Repeat every entry exactly. Leave nothing out.
_ _ _ _ _
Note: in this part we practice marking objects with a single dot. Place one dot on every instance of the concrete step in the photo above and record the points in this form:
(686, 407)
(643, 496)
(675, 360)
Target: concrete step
_ _ _ _ _
_Exercise output_
Note: in this part we practice marking objects with a single dot. Place one dot on every instance of the concrete step in the photo above and record the points in this form:
(686, 407)
(643, 496)
(675, 360)
Target: concrete step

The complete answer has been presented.